- PAGE EXTRACT -

<<<<

New Workflow Overview

The new workflow consists of five main steps:

  1. initSGWT(): Initialize SGWT object with data and parameters
  2. checkKband(): Analyze k-band limited property of signals (optional)
  3. runSpecGraph(): Build spectral graph structure
  4. runSGWT(): Perform forward and inverse SGWT transforms
  5. runSGCC(): Calculate energy-normalized weighted similarity

Setup

# Load required packages
library(BioGSP)
library(ggplot2)
library(patchwork)
library(viridis)

# Set random seed for reproducibility
set.seed(123)

New SGWT Workflow Demonstration

Generate Example Pattern

# Create a spatial pattern with concentric circles
demo_pattern <- simulate_multiscale(
  grid_size = 20,        # Moderate size for fast computation
  n_centers = 1,         # Single center pattern
  Ra_seq = 5,            # Inner circle radius
  n_steps = 1,           # Single step (one pattern)
  outer_start = 10,      # Outer ring radius
  seed = 123
)[[1]]
## Generating 1 patterns...
##   |                                                                              |                                                                      |   0%  |                                                                              |======================================================================| 100%
## 
## Multicenter multiscale simulation completed!
# Display pattern structure
cat("Generated pattern dimensions:", nrow(demo_pattern), "x", ncol(demo_pattern), "\n")
## Generated pattern dimensions: 400 x 4
cat("Column names:", paste(colnames(demo_pattern), collapse = ", "), "\n")
## Column names: X, Y, signal_1, signal_2
cat("Signals available:", sum(demo_pattern$signal_1), "inner pixels,", sum(demo_pattern$signal_2), "outer pixels\n")
## Signals available: 81 inner pixels, 234 outer pixels

Visualize Input Pattern

# Single combined visualization (one plot for this section)
demo_pattern$pattern_type <- ifelse(
  demo_pattern$signal_1 == 1,
  "Inner Circle",
  ifelse(demo_pattern$signal_2 == 1, "Outer Ring", "Background")
)

>>>>

- YOUR TASK -
Pick up the SGWT workflow walkthrough right after its last line and carry it forward.

Data records
<<<<

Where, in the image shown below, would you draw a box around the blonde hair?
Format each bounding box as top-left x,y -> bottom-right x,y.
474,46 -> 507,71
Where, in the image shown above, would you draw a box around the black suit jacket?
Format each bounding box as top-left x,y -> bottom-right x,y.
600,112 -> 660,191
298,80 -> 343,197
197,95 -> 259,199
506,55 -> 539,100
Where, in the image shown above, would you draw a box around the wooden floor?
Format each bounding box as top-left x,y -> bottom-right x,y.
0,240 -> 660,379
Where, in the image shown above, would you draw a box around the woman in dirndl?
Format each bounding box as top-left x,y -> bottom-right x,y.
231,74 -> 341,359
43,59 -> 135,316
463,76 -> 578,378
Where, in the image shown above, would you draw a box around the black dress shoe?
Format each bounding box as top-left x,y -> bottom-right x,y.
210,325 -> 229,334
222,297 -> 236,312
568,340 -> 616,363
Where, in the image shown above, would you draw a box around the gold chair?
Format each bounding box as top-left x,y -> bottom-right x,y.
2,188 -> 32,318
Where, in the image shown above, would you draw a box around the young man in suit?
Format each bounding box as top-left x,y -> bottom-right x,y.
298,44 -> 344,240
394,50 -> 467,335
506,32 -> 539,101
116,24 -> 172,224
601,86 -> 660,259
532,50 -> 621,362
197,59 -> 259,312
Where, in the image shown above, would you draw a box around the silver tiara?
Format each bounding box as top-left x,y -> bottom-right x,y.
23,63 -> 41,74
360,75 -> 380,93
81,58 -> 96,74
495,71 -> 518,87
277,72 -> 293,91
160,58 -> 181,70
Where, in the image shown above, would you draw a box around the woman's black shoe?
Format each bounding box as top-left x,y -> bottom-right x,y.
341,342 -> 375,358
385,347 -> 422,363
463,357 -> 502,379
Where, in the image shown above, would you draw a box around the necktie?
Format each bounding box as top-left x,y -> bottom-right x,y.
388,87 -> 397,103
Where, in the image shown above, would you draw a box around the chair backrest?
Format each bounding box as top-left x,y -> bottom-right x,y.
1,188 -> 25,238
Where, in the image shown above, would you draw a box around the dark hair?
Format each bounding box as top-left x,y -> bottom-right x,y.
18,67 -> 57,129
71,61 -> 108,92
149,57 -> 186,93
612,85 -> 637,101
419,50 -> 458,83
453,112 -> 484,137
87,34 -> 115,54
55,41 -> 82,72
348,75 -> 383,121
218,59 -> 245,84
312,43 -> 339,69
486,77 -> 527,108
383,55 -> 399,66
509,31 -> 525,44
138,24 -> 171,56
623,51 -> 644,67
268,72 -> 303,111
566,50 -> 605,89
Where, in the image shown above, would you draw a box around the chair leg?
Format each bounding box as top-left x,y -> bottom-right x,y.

>>>>

- EXERCISE OUTPUT -
p_input <- ggplot(demo_pattern, aes(X, Y, fill = pattern_type)) +
  geom_tile() +
  scale_fill_manual(
    values = c("Background" = "white", "Inner Circle" = "#e31a1c", "Outer Ring" = "#1f78b4"),
    name = "Pattern"
  ) +
  coord_fixed() +
  theme_void() +
  ggtitle("Input Pattern (Signal 1 + Signal 2)")

print(p_input)

Step 1: Initialize SGWT Object

# Initialize SGWT object with custom column names
SG <- initSGWT(
  data.in = demo_pattern,
  x_col = "X",           # Custom X coordinate column name
  y_col = "Y",           # Custom Y coordinate column name
  signals = c("signal_1", "signal_2"),  # Analyze both signals
  J = 2,                 # Number of wavelet scales
  scaling_factor = 1,    # Scale progression factor
  kernel_type = "mexican_hat"
)

# Display initialized object
print(SG)
## SGWT Object
## ===========
## Data:
##   Dimensions: 400 x 5 
##   Coordinates: X , Y 
##   Signals: signal_1, signal_2 
## 
## Parameters:
##   k (neighbors): mexican_hat 
##   J (scales): 2 
##   Kernel type: mexican_hat 
##   Laplacian type: 
## 
## Status:
##   Graph computed: FALSE 
##   Forward computed: FALSE 
##   Inverse computed: FALSE

Step 2: Build Spectral Graph

# Build spectral graph structure
SG <- runSpecGraph(SG, k = 12, laplacian_type = "normalized", length_eigenvalue = 200, verbose = TRUE)
## Building graph from spatial coordinates...
## Computing Laplacian and eigendecomposition...
## Auto-generated scales: 1.0188, 1.0188 
## Graph construction completed.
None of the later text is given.